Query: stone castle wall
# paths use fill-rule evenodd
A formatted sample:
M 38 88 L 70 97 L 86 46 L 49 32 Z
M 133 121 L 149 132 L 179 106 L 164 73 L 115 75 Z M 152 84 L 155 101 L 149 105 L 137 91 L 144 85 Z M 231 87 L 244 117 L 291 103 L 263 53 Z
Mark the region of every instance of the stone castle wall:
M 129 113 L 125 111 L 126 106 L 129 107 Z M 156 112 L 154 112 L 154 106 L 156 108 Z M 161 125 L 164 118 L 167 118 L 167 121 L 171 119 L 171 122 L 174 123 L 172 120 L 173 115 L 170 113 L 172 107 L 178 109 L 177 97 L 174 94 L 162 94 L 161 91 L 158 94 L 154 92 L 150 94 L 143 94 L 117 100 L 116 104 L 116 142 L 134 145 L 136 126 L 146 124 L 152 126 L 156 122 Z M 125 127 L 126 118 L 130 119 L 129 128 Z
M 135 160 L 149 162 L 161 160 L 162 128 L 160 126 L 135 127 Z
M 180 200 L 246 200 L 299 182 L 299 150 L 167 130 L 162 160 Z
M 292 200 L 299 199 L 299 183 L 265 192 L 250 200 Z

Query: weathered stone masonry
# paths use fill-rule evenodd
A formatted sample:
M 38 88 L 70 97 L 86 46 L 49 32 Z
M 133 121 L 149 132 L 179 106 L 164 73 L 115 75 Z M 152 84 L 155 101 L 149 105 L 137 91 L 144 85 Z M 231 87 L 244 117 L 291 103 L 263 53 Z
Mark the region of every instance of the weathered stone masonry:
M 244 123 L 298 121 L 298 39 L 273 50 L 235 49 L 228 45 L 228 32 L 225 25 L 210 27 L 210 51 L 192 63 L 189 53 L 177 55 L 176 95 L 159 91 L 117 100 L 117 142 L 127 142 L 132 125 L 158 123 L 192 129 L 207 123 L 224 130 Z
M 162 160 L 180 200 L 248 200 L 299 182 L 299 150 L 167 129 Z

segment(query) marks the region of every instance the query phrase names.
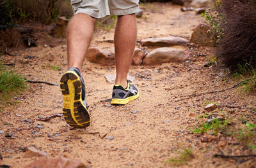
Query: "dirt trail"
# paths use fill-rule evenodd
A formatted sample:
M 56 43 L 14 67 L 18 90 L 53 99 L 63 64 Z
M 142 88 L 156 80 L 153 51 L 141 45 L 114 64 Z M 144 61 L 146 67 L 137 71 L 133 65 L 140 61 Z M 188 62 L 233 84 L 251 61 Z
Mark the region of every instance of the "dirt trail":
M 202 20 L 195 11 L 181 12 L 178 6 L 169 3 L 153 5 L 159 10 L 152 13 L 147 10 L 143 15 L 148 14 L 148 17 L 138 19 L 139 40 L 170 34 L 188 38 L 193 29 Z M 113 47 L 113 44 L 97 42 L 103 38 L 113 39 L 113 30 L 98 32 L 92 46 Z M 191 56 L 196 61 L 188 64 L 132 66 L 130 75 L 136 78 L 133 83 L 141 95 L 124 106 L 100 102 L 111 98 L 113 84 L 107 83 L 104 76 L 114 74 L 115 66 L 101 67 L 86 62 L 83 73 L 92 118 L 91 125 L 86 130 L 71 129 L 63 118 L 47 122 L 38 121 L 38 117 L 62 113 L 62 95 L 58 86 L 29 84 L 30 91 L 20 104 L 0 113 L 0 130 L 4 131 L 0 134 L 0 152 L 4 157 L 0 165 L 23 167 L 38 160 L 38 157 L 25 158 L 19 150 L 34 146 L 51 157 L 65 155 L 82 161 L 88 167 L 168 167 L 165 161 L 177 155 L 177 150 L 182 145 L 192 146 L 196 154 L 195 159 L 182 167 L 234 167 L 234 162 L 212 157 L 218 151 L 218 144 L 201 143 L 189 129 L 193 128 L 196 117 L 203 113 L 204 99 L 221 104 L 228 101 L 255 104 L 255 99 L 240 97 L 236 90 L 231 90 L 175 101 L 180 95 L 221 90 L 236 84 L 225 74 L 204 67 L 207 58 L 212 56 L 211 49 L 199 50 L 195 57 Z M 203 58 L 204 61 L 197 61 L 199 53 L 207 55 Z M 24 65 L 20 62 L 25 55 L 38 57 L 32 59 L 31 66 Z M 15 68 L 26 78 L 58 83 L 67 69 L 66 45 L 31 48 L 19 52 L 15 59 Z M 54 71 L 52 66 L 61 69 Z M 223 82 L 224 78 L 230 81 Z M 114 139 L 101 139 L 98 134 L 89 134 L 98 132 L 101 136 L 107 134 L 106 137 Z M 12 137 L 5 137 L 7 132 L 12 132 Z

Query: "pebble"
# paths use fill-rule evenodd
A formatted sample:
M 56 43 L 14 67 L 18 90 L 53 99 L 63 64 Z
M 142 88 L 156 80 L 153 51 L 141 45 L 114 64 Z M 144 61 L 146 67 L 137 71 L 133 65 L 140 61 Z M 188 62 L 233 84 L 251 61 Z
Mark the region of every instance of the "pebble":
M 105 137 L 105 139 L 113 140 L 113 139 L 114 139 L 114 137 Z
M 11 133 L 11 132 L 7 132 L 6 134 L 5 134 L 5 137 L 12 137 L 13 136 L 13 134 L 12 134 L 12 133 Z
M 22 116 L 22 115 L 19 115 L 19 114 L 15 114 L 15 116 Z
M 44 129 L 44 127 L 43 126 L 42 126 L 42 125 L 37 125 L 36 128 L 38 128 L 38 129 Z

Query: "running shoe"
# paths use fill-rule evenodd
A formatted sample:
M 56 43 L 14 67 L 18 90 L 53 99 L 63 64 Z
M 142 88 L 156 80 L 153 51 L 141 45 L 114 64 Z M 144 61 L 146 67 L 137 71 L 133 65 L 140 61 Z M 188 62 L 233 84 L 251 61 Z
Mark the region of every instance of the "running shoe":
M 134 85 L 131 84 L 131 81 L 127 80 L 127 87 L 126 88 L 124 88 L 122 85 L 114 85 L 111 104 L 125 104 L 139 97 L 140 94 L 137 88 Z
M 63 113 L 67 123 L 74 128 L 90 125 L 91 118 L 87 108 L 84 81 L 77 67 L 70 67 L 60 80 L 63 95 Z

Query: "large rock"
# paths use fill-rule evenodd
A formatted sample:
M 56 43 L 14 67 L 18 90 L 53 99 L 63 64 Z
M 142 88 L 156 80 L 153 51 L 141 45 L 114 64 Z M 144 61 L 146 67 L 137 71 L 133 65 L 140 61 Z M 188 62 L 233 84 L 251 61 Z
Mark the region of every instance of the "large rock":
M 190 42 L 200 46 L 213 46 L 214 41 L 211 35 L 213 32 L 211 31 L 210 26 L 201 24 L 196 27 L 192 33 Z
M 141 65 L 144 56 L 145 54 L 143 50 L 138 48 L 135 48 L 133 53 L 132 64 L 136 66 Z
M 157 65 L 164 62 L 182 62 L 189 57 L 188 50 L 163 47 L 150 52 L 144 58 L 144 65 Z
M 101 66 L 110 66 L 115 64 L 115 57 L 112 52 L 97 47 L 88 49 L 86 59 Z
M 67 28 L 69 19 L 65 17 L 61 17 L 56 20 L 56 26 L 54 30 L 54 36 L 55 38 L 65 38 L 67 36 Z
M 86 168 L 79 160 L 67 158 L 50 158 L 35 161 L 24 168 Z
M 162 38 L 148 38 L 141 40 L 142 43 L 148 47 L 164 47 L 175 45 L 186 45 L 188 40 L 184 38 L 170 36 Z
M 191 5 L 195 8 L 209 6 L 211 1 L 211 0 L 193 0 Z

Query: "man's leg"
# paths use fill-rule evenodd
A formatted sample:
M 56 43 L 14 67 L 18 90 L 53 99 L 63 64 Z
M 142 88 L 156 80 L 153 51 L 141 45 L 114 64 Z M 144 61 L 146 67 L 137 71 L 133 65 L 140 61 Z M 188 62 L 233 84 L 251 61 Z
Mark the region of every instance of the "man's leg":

--

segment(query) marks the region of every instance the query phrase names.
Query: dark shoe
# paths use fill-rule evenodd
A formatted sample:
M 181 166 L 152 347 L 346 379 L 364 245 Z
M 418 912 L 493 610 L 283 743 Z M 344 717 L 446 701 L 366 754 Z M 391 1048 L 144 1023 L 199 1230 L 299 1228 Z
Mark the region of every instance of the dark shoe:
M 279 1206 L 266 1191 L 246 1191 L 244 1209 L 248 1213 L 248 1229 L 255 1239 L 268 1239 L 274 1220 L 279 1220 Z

▶ **Exercise description**
Update the lines from the one containing "Query: stone castle wall" through the one containing "M 135 160 L", inclusive, so that "sample" reads "example" and everything else stays the same.

▶ **Output of the exercise**
Query: stone castle wall
# paths use fill-rule evenodd
A formatted example:
M 38 88 L 70 97 L 86 46 L 49 32 Z
M 133 121 L 149 132 L 179 106 L 164 73 L 115 75 Z M 152 84 L 155 101 L 149 105 L 137 91 L 144 85 Z M 231 87 L 244 117 L 291 103 L 263 53 Z
Mark the region of every instance of the stone castle wall:
M 129 113 L 125 111 L 126 106 L 129 107 Z M 156 112 L 154 112 L 154 106 L 156 108 Z M 161 125 L 164 118 L 167 118 L 167 121 L 171 119 L 171 122 L 174 123 L 172 120 L 173 115 L 170 113 L 172 107 L 178 109 L 177 97 L 174 94 L 162 94 L 161 91 L 158 94 L 154 92 L 150 94 L 143 94 L 117 100 L 116 104 L 116 142 L 134 145 L 136 126 L 146 124 L 152 126 L 156 122 Z M 125 127 L 126 118 L 130 119 L 129 128 Z
M 135 160 L 149 162 L 161 160 L 162 128 L 160 126 L 135 127 Z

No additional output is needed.